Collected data
--------------------------------

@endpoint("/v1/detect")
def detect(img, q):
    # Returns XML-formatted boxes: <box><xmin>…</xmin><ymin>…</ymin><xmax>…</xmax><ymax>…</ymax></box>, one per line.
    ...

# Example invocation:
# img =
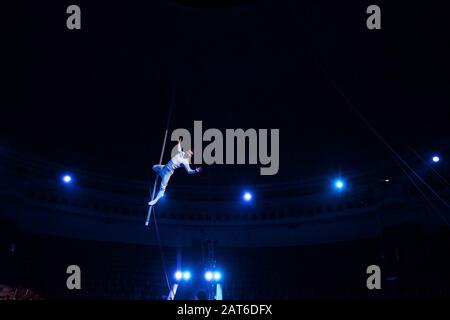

--------------------------------

YOUR GOAL:
Please print each of the records word for word, keeping the pictures out.

REPLY:
@endpoint("/v1/detect")
def detect(img, q):
    # Returns XML-formatted boxes: <box><xmin>…</xmin><ymin>…</ymin><xmax>…</xmax><ymax>…</ymax></box>, one per line.
    ...

# Example invocation:
# img =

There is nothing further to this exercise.